BRIEF 1 – Scale the point coordinates in the records below by 1.95, rounding each result to a whole number with halves rounded up. Rewrite only the lines from the line with "Place a dot on every instance of the smiling" through the last line of the records, both included, keeping the requests unchanged.

Security isn’t exactly a strong point of X11, and improving it is one of the main reasons why Wayland is such a vast improvement over X11. Just one of the many examples of X11 being inherently insecure is that keyloggers are entirely trivial on X11, because keylogger functionality is effectively built into it. Of course, this isn’t exactly news, and as Peter Hofmann details, there is an old X11 extension that adds somewhat rudimentary security to X11: the X11 SECURITY extension.
This extension is part of every X.org installation, but it hasn’t seen any meaningful work in a long, long time. What it does is allow you to do is set X11 clients as “trusted” and “untrusted”, where untrusted clients cannot interact with tusted ones. This provides some basic security – it actually prevents keylogging! – but only very basic, as Hoffman notes:
The thing is that it’s immediately clear that this extension — in its current state — is not the answer to “X11 is insecure”: You only have two classes, trusted and untrusted. That’s not enough. For example: When you run your browser as untrusted, you can’t simultaneously run some sandboxed program (Snap, Flatpak, …) in a meaningful way, because those two clients can spy on each other again. You want a proper per-client isolation instead.
Sandboxing plays an important role here. If you run programs “the traditional way” (i.e., full access to the filesystem and network), then an attacker can do all kinds of things and X11 keylogging is just one of a million concerns.
↫ Peter Hofmann
but it also happens to break a lot of things, and many applications simply don’t work with it at all. Oddly enough, Firefox has no issues with it, and will happily run in untrusted mode.
The biggest problem, however, is that untrusted clients only have access to exactly two other X11 extensions, which leads to a whole host of problems, like no scaling, broken keyboard layouts, no 3D acceleration, and so on. On top of all of that, it breaks clipboard functionality, as anything copied in an untrusted client cannot be pasted anywhere else.
As such, Hoffman concludes:
In its current state, I’d say the SECURITY extension is “somewhat useful”, but more work would have to be done. Both in X.Org and in the clients. You would have to come up with a new clipboard protocol, for example. And the list goes on. (See where I’m going with this?) It’s not that simple.
↫ Peter Hofmann
Since pretty much nobody adopted it when this extension came out in the ’90s, and it hasn’t seen much work since, the amount of work that would be required to bring it up to modern standards would be astronomical, and trying to get clients to adopt it would probably prove fruitless considering Wayland already exists, and offers all of the potential security benefits and then some. People often claim it would be “easy” to modernise X11, but just this one particular issue – security, kind of important – shows just how quickly the X11 house of cards comes crashing down if you try to do anything to drag it out of its ’80s and ’90s mindset.
Thom Holwerda,
“Astronomical” is an exaggeration here. It would not be that much work, but most people don’t see that much value either because of 1) they want to see X11 get replaced with something more modern. and 2) The security threat was never actually that big a problem.
Yes it’s true X11 allows one program to keylog another program. Ideally X11 would require software to have permission to do that. But even so many distros only let one user access the desktop at a time. Everyone go test this right now, ssh or su into a different account and then try to run an X11 program from a different user, X11 typically blocks such requests even from root!
Now, while X11 lets processes launched by the same user watch each other’s events, these processes are already in the same privilege domain. All processes running as a user are able to modify the user’s profile even if wayland is running! They could change the environment variables and libraries to hook into various functions across processes. X11 considering all processes under the same account to be under the same security domain is modeled after the same behavior used by the OS itself.

SUPPLIED MATERIAL –
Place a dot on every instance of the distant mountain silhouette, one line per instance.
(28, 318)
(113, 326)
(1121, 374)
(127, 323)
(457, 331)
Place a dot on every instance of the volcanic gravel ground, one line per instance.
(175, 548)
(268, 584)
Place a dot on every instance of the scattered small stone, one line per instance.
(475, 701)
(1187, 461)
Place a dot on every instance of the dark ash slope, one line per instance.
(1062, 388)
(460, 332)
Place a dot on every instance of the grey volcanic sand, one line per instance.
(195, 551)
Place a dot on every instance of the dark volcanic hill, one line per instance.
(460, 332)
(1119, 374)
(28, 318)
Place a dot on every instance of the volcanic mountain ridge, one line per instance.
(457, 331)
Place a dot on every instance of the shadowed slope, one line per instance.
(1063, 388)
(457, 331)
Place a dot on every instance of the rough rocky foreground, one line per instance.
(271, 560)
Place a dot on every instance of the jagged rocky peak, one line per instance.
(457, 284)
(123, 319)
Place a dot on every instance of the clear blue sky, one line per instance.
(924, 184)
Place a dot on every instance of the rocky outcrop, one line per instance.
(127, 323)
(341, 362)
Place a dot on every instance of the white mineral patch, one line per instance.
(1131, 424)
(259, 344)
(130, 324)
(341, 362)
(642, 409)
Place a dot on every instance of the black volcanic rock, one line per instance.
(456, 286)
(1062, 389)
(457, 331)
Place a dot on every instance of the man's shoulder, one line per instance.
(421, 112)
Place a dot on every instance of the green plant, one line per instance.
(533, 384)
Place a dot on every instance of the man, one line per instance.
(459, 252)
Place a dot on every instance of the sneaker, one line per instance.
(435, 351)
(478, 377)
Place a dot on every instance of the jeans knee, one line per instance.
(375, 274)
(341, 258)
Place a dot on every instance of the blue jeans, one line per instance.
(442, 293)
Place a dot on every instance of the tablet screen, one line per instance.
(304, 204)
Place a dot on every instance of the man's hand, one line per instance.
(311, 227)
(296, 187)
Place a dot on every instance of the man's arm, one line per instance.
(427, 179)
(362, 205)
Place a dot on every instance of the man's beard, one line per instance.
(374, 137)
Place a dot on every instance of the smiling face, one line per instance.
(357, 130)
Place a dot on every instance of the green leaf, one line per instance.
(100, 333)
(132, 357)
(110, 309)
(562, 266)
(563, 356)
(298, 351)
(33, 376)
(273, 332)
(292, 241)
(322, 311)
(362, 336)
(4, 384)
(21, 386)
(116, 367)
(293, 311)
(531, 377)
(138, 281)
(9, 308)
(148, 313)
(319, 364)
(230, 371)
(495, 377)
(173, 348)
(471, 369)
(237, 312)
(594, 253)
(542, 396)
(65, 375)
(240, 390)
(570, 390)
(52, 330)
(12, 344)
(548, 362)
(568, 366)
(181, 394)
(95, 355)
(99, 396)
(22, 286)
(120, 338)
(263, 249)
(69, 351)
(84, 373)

BRIEF 2 – Extend the discussion of the X11 SECURITY extension above with the next part, starting right after its last sentence.

REPLY 1 –
Place a dot on every instance of the smiling face, one line per instance.
(696, 254)
Place a dot on every instance of the green leaf, one line per instance.
(195, 649)
(257, 696)
(215, 603)
(1096, 519)
(1098, 694)
(581, 684)
(64, 733)
(532, 647)
(569, 470)
(628, 606)
(706, 655)
(8, 749)
(41, 753)
(226, 716)
(571, 606)
(1035, 735)
(269, 548)
(18, 601)
(289, 610)
(622, 710)
(449, 723)
(965, 735)
(337, 679)
(918, 720)
(462, 608)
(1158, 493)
(1057, 772)
(127, 731)
(468, 761)
(1112, 761)
(101, 644)
(23, 671)
(1069, 706)
(1108, 714)
(353, 768)
(185, 692)
(193, 772)
(43, 558)
(234, 659)
(513, 486)
(135, 684)
(164, 727)

REPLY 2 –
Here’s another thing everyone can test:
Anyone surprised?
To the extent that X11 does not sandbox processes with the same UID from one another, I can agree there ought to be a way to do that, but the fact of the matter is this is consistent with the security model that underpins the entirety of linux. Wayland preventing inadvertent communications through the compositor, while a good thing, is a bit of a mute point when those process already share the same security domain.
@Alfman
You are of course correct and a very nice demonstration.
That said, the dangers in the GUI are amplified. How often do you do your banking from the command line? And if I am going to log into some critical cloud infrastructure from the command-line, I am probably using something like SSH. If I am doing that, my password is not getting echoed to standard out to be captured via your method above. And I hope I have locked down ptrace.
But if I am doing my SSH from a terminal in X11, my password can be easily read as I type it. And a connection could be established without showing it to me. Or, you could wait for me to generate a private key and take that instead. Or, my credentials can be read as I access my banking in a web browser. You can take a screenshot while you are at it to capture account numbers and the like if they are silly enough to show them on the screen (my bank does).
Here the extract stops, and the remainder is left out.